• _GIVEN PASSAGE_:
Start of Block
William Kilgour

Personal information
- Full name: William Alexander Kilgour
- Born: 2 February 1878 Dunedin, Otago, New Zealand
- Died: 4 March 1935 (aged 57) Auckland, New Zealand

Domestic team information
- 1901/02–1907/08: Otago
- FC debut: 26 December 1901 Otago v Canterbury
- Last FC: 2 January 1908 Otago v Auckland
- Source: ESPNcricinfo, 15 May 2016

= William Kilgour =

New Zealand cricketer (1878–1935)

William Alexander Kilgour (2 February 1878 - 4 March 1935) was a New Zealand sportsman. He played both association football and cricket for Otago provincial sides, playing four first-class cricket matches for the Otago cricket team between the 1901–02 and 1907–08 seasons, and played rugby union for league sides.

Kilgour was born at Dunedin in 1878. Nicknamed "Little Billy" due to his short stature, he played club cricket for the Opoho club, association football for Northern AFC and rugby union for the Union club in Dunedin. He played both association football and cricket for provincial sides, and was considered "a very clever footballer and a splendid field at cricket".

He made his first-class cricket debut for the representative side in a December 1901 match against Canterbury at Christchurch, making scores of 1 and 11 in the match. A further match followed later in the month against Hawke's Bay but Kilgour did not play for Otago again until a match against the touring Australians in March 1905. His final match came in January 1908 when he was allowed to act as a full substitute for Gillie Wilson who was injured in the first 20 minutes play. In total Kilgour scored 45 runs in seven first-class innings, his highest score the 11 runs he made on debut.

Kilgour worked in the Dunedin legal firm Callan and Gallaway for many years before moving to Henderson near Auckland to grow grapes. He died at Auckland Hospital in 1935 at the age of 57.
End of Block
• _EXTRACTED MATERIAL_:
Start of Block
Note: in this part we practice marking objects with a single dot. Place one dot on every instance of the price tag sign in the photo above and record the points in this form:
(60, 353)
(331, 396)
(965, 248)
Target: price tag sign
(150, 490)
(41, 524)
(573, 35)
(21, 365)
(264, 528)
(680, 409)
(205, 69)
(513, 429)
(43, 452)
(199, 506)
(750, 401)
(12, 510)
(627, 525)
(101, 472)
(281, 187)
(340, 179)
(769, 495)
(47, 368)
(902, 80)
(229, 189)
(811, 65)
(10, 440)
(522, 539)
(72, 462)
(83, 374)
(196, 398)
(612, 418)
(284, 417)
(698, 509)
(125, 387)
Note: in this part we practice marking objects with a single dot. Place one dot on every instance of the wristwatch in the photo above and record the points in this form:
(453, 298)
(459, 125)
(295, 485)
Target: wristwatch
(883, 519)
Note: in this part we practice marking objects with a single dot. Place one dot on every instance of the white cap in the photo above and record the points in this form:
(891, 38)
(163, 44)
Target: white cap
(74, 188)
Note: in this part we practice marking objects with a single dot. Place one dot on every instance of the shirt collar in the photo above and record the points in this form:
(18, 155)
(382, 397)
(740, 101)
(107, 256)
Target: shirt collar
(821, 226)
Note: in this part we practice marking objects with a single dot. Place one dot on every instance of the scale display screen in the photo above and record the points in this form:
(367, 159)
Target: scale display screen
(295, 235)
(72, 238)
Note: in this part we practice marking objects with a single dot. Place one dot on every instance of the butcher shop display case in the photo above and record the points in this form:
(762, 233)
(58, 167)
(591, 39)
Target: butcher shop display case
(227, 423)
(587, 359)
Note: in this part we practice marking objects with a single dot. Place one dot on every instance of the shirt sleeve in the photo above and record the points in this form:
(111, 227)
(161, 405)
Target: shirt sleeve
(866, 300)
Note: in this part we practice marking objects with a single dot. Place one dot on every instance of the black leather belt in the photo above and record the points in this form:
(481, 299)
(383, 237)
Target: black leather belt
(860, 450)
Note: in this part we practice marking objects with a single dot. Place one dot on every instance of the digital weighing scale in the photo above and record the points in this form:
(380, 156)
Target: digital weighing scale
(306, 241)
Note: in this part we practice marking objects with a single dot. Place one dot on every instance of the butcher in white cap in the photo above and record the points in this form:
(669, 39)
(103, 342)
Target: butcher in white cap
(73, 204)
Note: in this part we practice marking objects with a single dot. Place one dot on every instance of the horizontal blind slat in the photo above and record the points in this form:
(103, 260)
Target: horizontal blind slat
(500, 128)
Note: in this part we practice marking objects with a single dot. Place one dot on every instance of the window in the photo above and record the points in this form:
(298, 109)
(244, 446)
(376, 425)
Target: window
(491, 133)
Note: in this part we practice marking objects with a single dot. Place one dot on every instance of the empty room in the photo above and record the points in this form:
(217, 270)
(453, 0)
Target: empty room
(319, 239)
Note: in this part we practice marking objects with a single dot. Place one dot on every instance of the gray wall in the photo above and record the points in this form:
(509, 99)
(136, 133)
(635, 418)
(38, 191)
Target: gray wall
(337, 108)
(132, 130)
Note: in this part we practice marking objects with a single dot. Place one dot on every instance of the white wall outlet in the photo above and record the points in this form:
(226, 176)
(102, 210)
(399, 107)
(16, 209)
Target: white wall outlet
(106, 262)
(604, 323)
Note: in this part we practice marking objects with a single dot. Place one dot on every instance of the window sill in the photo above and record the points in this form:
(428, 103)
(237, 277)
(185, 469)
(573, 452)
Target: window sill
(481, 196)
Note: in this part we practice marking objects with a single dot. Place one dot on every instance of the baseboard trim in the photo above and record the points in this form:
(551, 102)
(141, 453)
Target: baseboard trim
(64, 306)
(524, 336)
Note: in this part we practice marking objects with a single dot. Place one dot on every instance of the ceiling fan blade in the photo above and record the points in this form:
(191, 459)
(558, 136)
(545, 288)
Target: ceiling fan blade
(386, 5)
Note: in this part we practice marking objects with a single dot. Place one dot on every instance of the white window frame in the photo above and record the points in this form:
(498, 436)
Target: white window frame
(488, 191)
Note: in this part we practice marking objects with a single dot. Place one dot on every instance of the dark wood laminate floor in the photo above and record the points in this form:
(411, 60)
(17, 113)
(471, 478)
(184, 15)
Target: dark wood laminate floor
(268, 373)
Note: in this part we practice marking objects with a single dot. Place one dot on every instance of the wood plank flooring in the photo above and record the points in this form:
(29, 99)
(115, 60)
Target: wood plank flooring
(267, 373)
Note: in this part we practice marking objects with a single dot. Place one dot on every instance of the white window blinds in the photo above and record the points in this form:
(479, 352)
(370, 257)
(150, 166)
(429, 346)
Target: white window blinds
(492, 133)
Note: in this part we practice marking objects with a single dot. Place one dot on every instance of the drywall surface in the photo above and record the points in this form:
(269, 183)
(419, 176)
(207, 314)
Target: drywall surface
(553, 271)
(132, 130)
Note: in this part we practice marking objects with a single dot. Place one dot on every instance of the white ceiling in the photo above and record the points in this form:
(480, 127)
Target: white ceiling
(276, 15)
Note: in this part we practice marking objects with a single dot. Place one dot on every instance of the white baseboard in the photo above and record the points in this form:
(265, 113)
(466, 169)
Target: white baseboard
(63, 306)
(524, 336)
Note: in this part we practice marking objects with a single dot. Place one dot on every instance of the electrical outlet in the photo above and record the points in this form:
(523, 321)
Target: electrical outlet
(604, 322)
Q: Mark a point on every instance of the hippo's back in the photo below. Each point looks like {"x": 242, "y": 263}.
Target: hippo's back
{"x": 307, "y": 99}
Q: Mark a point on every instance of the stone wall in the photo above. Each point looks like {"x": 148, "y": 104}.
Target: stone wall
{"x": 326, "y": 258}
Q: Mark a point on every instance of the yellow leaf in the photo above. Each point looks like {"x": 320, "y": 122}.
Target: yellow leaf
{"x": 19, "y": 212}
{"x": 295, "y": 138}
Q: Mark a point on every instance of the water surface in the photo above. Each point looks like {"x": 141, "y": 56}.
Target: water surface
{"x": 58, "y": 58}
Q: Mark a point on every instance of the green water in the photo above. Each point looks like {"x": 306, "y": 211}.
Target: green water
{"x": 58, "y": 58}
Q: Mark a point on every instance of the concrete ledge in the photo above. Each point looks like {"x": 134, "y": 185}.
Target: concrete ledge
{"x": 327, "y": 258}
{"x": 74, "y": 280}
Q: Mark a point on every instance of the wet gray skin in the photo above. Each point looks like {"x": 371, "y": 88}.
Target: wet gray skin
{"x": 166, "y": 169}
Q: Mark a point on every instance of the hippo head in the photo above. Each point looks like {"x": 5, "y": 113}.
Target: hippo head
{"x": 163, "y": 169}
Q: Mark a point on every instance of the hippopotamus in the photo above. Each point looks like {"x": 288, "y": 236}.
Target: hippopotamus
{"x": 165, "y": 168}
End of Block
• _TRY IT_: In the biography of William Kilgour, what did he move to Henderson near Auckland to do?

• _SOLUTION_: He moved there to grow grapes.